* [What this task involves]
Print the data that follows without changing a single word.

* [Input for this task]
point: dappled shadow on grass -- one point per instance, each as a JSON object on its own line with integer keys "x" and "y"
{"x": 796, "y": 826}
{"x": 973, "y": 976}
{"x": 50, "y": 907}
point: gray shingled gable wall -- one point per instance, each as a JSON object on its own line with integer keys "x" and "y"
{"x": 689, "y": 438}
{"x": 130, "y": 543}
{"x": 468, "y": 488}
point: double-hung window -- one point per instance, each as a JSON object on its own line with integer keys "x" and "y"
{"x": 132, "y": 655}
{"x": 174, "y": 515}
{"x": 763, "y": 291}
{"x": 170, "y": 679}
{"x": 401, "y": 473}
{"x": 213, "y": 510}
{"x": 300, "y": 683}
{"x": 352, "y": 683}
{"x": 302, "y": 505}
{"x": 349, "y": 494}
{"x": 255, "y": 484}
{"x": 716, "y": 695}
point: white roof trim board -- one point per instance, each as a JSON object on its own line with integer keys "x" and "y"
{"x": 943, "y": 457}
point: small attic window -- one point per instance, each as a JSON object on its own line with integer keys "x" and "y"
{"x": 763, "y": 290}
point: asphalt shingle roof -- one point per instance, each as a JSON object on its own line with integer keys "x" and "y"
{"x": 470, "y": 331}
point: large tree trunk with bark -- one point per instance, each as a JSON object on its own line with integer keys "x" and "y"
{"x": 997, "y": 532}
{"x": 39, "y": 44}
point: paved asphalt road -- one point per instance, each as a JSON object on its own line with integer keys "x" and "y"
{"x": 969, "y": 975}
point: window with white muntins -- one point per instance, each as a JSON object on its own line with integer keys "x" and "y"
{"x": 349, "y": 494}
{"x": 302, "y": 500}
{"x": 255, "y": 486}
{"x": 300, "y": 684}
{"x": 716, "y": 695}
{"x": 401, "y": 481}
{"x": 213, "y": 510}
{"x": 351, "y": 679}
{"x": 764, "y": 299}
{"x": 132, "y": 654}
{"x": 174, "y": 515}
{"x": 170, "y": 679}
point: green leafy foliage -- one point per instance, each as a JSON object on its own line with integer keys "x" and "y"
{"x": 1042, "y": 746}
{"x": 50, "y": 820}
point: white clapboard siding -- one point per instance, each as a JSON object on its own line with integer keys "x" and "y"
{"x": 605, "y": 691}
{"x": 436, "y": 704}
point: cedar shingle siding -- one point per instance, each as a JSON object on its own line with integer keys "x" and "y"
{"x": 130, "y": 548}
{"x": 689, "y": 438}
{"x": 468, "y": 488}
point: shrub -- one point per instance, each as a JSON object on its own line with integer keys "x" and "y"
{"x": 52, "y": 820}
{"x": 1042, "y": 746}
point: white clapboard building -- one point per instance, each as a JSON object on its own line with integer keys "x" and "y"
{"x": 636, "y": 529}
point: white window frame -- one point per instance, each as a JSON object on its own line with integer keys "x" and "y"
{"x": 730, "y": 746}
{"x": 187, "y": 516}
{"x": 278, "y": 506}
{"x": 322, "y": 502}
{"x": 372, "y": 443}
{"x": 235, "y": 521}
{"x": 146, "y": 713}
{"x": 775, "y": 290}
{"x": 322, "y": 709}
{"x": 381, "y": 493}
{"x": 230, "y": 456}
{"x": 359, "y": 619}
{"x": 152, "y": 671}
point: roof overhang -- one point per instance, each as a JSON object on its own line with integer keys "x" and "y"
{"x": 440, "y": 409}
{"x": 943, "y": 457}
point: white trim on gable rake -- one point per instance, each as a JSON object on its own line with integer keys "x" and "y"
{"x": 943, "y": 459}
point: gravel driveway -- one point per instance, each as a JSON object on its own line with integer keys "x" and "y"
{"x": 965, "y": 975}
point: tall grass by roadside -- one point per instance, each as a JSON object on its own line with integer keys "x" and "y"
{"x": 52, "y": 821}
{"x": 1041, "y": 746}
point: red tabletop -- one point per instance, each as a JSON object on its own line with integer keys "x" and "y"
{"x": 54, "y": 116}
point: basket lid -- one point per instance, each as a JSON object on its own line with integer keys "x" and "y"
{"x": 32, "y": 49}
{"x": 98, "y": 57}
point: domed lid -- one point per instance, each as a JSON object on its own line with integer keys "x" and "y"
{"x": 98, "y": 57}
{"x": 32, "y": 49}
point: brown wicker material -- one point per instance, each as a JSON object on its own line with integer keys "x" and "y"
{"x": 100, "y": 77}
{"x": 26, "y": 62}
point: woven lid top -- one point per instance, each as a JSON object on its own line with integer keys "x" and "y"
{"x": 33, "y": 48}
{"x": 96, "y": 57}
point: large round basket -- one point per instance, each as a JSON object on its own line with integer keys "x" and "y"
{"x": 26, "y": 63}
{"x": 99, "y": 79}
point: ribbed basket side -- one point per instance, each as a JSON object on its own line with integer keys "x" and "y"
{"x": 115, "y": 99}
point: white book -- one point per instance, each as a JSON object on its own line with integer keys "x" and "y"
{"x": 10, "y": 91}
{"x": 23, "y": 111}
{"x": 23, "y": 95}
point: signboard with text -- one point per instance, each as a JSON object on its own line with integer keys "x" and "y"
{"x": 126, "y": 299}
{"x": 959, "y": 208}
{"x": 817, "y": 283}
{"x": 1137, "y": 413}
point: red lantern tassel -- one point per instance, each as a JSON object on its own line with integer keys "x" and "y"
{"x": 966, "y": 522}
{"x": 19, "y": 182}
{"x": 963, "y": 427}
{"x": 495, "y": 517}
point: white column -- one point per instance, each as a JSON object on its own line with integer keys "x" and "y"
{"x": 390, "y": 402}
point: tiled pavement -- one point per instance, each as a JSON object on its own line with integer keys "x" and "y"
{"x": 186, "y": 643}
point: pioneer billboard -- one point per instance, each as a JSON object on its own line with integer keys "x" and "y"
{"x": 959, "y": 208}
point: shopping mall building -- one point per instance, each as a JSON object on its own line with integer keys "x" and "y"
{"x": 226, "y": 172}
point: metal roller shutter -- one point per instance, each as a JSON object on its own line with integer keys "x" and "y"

* [Result below]
point: dappled shadow on grass -- one point per instance, each as a JSON object on its own line with integer keys "x" and "y"
{"x": 796, "y": 826}
{"x": 973, "y": 976}
{"x": 50, "y": 907}
point: gray shingled gable wall -- one point per instance, each as a JSON object on its own line with integer keys "x" and "y"
{"x": 689, "y": 438}
{"x": 130, "y": 543}
{"x": 468, "y": 488}
point: double-hung window -- one point per instance, each as a JSON object on its own line with integer keys "x" and "y"
{"x": 132, "y": 655}
{"x": 174, "y": 515}
{"x": 763, "y": 291}
{"x": 170, "y": 679}
{"x": 401, "y": 473}
{"x": 213, "y": 510}
{"x": 300, "y": 683}
{"x": 352, "y": 683}
{"x": 302, "y": 505}
{"x": 349, "y": 494}
{"x": 255, "y": 484}
{"x": 716, "y": 695}
point: white roof trim board -- one point per instance, each as a JSON object on its own line with integer keys "x" and "y"
{"x": 943, "y": 457}
point: small attic window -- one point per instance, each as a JSON object on its own line with integer keys "x" and "y"
{"x": 763, "y": 290}
point: asphalt shingle roof -- one point per instance, each as a JSON object on its own line with integer keys "x" and "y"
{"x": 470, "y": 331}
point: large tree trunk with bark -- one point per instance, each as a JSON object on its own line with integer keys "x" and "y"
{"x": 997, "y": 532}
{"x": 39, "y": 44}
point: paved asphalt road -- one point per instance, each as a JSON object on its own line with integer keys "x" and "y"
{"x": 969, "y": 975}
point: window with white muntins -- one point per instance, each as a JSON object on its own line with integer keys "x" and "y"
{"x": 349, "y": 494}
{"x": 302, "y": 500}
{"x": 255, "y": 486}
{"x": 300, "y": 684}
{"x": 716, "y": 695}
{"x": 401, "y": 481}
{"x": 213, "y": 510}
{"x": 351, "y": 679}
{"x": 764, "y": 299}
{"x": 132, "y": 654}
{"x": 174, "y": 515}
{"x": 170, "y": 679}
point: green leafy foliage -- one point per instance, each as a JSON object on its own line with integer keys "x" and "y"
{"x": 1042, "y": 746}
{"x": 50, "y": 820}
point: white clapboard siding -- one point per instance, each as a JSON object on its own line with integer keys "x" and "y"
{"x": 605, "y": 691}
{"x": 436, "y": 704}
point: cedar shingle siding -- one point per instance, each as a JSON object on its own line with integer keys "x" and "y"
{"x": 130, "y": 548}
{"x": 689, "y": 438}
{"x": 468, "y": 488}
point: shrub -- one point per instance, each as a JSON object on its own line with integer keys "x" and "y"
{"x": 52, "y": 820}
{"x": 1042, "y": 746}
point: white clapboard building -- one point per instance, each as a JSON object on its own line with integer keys "x" and "y"
{"x": 636, "y": 529}
point: white window frame -- one point per instance, each as a JSON object on its own line with integer keys "x" and "y"
{"x": 730, "y": 746}
{"x": 187, "y": 516}
{"x": 278, "y": 506}
{"x": 322, "y": 502}
{"x": 372, "y": 443}
{"x": 235, "y": 521}
{"x": 146, "y": 713}
{"x": 775, "y": 290}
{"x": 322, "y": 709}
{"x": 381, "y": 493}
{"x": 230, "y": 456}
{"x": 359, "y": 619}
{"x": 152, "y": 671}
point: roof overhang -- one point per instance, each as a JSON object on its own line with integer keys "x" and "y"
{"x": 440, "y": 409}
{"x": 943, "y": 457}
point: white trim on gable rake -- one point per instance, each as a JSON object on its own line with integer keys "x" and "y"
{"x": 943, "y": 459}
point: gravel driveway -- one point per instance, each as a JSON object on its own line with integer keys "x" and "y"
{"x": 965, "y": 975}
point: tall grass by roadside -- one point per instance, each as a JSON object on its own line with integer keys "x" and "y"
{"x": 52, "y": 821}
{"x": 1041, "y": 746}
point: red tabletop -- one point per instance, each as a JSON object on its own line with integer keys "x" and "y"
{"x": 54, "y": 116}
point: basket lid -- one point per instance, each as a JSON object on its own line with integer keys "x" and "y"
{"x": 32, "y": 49}
{"x": 98, "y": 57}
point: domed lid -- one point per instance, each as a JSON object on its own line with integer keys "x" and "y"
{"x": 98, "y": 57}
{"x": 32, "y": 49}
point: brown wicker material -- one point per instance, each as a JSON object on its own line with integer keys "x" and "y"
{"x": 100, "y": 77}
{"x": 26, "y": 62}
point: woven lid top -- one point per instance, each as a JSON object on its own line with integer keys "x" and "y"
{"x": 33, "y": 48}
{"x": 96, "y": 57}
point: large round basket -- one point per instance, each as a JSON object on its own line with integer keys "x" and "y"
{"x": 26, "y": 63}
{"x": 99, "y": 79}
point: ribbed basket side -- one point per instance, each as a JSON object on its own line with integer keys "x" and "y"
{"x": 115, "y": 99}
point: white book -- one point per instance, each as a JSON object on its own line with integer keys "x" and "y"
{"x": 10, "y": 91}
{"x": 23, "y": 111}
{"x": 23, "y": 95}
point: signboard with text -- one point per instance, each as a JSON object on its own line with integer keys "x" and "y"
{"x": 126, "y": 299}
{"x": 959, "y": 208}
{"x": 817, "y": 283}
{"x": 1137, "y": 413}
point: red lantern tassel -- one point per instance, each as a JSON object on its own line with integer keys "x" and "y"
{"x": 966, "y": 522}
{"x": 19, "y": 182}
{"x": 963, "y": 427}
{"x": 495, "y": 517}
point: white column -- one point per instance, each as a JSON object on its own line with integer keys "x" and "y"
{"x": 390, "y": 402}
point: tiled pavement -- one point per instance, each as a JSON object on its own line with integer keys "x" and "y"
{"x": 186, "y": 643}
point: pioneer billboard -- one point per instance, each as a JSON object on its own line with integer keys "x" and "y"
{"x": 959, "y": 208}
point: shopping mall building -- one point per instance, each as a JSON object on its own line with integer keys "x" and "y"
{"x": 226, "y": 172}
point: metal roller shutter -- one point per instance, each as a JSON object on its own line with integer keys "x" and "y"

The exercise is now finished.